[Dataset excerpts]
▼▼▼

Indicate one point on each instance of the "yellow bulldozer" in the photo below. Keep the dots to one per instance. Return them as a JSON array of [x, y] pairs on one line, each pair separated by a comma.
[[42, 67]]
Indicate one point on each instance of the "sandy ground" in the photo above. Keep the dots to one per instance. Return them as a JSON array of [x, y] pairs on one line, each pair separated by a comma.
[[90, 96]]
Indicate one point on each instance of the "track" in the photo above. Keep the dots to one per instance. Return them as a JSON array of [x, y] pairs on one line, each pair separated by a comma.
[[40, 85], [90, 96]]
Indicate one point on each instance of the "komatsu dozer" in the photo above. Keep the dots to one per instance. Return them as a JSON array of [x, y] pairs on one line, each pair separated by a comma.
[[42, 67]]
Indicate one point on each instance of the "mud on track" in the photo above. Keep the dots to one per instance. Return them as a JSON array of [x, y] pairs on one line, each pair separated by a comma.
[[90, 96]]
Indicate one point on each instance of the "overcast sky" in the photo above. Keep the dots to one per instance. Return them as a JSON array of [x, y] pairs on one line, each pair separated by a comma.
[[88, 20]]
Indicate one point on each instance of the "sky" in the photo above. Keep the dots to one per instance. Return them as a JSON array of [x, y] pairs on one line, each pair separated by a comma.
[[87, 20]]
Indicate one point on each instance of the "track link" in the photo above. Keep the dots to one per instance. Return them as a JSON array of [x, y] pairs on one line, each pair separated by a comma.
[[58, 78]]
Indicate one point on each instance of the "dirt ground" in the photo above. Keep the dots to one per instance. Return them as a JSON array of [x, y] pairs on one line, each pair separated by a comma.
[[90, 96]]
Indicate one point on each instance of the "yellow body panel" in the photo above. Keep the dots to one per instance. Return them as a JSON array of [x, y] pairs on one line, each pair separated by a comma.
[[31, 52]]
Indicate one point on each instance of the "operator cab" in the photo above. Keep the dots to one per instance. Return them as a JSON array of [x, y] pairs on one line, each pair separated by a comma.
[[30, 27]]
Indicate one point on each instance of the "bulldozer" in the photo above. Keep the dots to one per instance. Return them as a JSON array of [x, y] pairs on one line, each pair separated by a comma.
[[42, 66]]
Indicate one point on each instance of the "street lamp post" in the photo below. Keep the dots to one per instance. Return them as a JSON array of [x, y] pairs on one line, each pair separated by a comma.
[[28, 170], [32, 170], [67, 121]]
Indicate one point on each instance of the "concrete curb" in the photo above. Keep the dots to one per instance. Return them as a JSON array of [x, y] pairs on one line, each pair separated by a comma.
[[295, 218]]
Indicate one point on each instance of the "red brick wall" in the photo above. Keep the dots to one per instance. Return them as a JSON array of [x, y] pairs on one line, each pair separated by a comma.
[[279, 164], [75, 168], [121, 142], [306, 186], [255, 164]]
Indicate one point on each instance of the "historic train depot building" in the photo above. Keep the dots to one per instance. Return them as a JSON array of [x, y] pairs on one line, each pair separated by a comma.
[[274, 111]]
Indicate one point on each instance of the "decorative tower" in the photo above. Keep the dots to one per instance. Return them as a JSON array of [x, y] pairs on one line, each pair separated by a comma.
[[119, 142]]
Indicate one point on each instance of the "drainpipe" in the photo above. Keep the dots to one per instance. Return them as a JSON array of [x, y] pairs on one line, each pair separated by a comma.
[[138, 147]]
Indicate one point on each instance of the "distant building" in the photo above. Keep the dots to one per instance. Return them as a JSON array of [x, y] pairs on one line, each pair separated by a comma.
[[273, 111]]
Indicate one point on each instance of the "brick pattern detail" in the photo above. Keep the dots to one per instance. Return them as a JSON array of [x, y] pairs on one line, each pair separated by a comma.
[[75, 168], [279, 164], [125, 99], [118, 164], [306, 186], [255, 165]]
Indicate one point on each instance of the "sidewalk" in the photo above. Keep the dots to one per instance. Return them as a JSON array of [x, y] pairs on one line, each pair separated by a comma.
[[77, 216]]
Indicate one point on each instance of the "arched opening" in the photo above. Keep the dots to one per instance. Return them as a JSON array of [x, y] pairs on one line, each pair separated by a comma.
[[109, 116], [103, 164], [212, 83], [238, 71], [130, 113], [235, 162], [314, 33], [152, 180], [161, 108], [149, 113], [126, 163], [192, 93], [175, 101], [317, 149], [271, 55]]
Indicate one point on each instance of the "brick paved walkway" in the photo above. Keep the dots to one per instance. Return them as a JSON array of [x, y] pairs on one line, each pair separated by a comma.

▲▲▲

Each entry above should be restated exactly as supplied.

Indicate one point on each instance of the "yellow bulldozer" in the photo below. Keep the dots to one per instance. Return them as a JSON array of [x, y] pairs on one line, each pair separated by a comma.
[[42, 67]]
Indicate one point on each instance of the "sandy ground" in the photo above. Keep the dots to one per instance. Return them as a JSON array of [x, y] pairs on one line, each pair separated by a comma.
[[90, 96]]
Indicate one point on each instance of the "track" in the photo above. Keep the dots to one per instance. Return them as a JSON array of [x, y] pairs on one line, each pair separated by a comma.
[[40, 85], [90, 96]]
Indicate one point on each instance of the "komatsu dozer" in the photo above. Keep the dots to one per instance. Return them as a JSON array of [x, y] pairs on one line, each pair separated by a comma.
[[42, 67]]
Indicate one point on each instance of the "mud on track" in the photo above. Keep the dots to one per instance. Return them as a JSON array of [x, y] pairs on one line, each pair separated by a comma.
[[90, 96]]
Indicate one point on each instance of the "overcast sky" in the photo above. Keep the dots to one per instance. Return them as a JSON array of [x, y] pairs on one line, each pair separated by a comma.
[[88, 20]]
Indicate one point on each instance of the "sky" in the photo above. Keep the dots to one per instance. Return them as a JSON array of [x, y] pairs on one line, each pair separated by a comma.
[[87, 20]]
Indicate one point on each instance of the "track link" in the photo above. Keep the dots to one per instance. Return them as a JSON array of [x, y] pairs on one line, each pair separated by a comma.
[[58, 78]]
Indicate one point on each instance of the "dirt ground" in the photo above. Keep the dots to one per instance. Return them as a JSON array of [x, y] pairs on one line, each pair separated by a comma.
[[90, 96]]
Indicate one point on each instance of the "yellow body panel" in the photo above. Keep the dots to one per instance. Return them as a JSON array of [x, y] pairs on one line, each pair separated by a comma.
[[31, 52]]
Indicate one point on each instance of the "operator cab" in the photo above. Keep the dots to one per instance. Return them as a JSON array of [x, y] pairs on one line, each pair separated by a comma.
[[30, 27]]
Indicate one point on each instance of the "bulldozer" in the photo above. Keep the dots to one per instance. Return them as a JSON array of [x, y] pairs on one line, each pair separated by a comma.
[[42, 66]]
Indicate one point on each instance of the "street lamp post" in the photo below. Keep the dots to one per instance. Return them as a JSON array of [x, y] pairs on one line, each pair separated by a comma.
[[28, 170], [32, 170], [67, 121]]
Indicate one point on each instance of the "concrete curb" in the photo above. Keep the dots to one per instance. Return them as a JSON array of [x, y] pairs on one line, each pair separated by a comma.
[[295, 218]]
Indicate one point on each instance of the "red brick wall" in the photo above. Keep the dots to one per instance. Return them as a JSON array of [x, y] pairs on one line, each pair separated by a comma.
[[279, 164], [75, 168], [121, 142], [306, 186], [255, 164]]
Indicate one point on each instance of the "historic train depot building" in the photo above. Keep the dots to one per instance. Return them as a JSON array of [x, y] pairs on one line, each pair separated by a comma.
[[274, 111]]
Indicate one point on each instance of the "decorative tower" in the photo above. Keep the dots to one per instance. Return them as a JSON array of [x, y] pairs on one line, each pair separated by a comma.
[[119, 142]]
Indicate one point on each instance of the "drainpipe" in the photo above. Keep the dots to one per instance. Return them as a JSON array of [x, y] pairs on one line, each pair separated by a comma.
[[138, 147]]
Indicate one point on each instance of the "distant building" in the photo above. Keep the dots to one per instance. Return them as a JSON array of [x, y] pairs on one line, each pair separated by a comma.
[[273, 111]]
Indicate one point on each instance of the "brick pattern detail" in the photo above. Keep the dots to one per instance. Return them as a JSON array of [x, y] pairs on one line, each pair separated by a comma.
[[75, 168], [279, 164], [125, 99], [118, 164], [306, 186], [255, 165]]
Indicate one point on each instance of the "sidewalk" in the photo above. Keep the dots to one per instance. Return them as a JSON array of [x, y] pairs on one line, each pair separated by a comma.
[[77, 216]]
Indicate one point on each instance of the "arched opening" in the photo above. Keep the dots to one per instance. Return them as a JSON array of [x, y] pairs on one line, each pair separated by a comma.
[[109, 116], [103, 164], [212, 83], [238, 71], [130, 113], [235, 162], [314, 33], [152, 180], [161, 108], [149, 113], [126, 163], [192, 93], [175, 101], [317, 149], [271, 55]]
Indicate one point on each instance of the "brick paved walkway" in the photo above. Keep the dots to one per instance. Return them as a JSON array of [x, y] pairs on one line, each pair separated by a comma.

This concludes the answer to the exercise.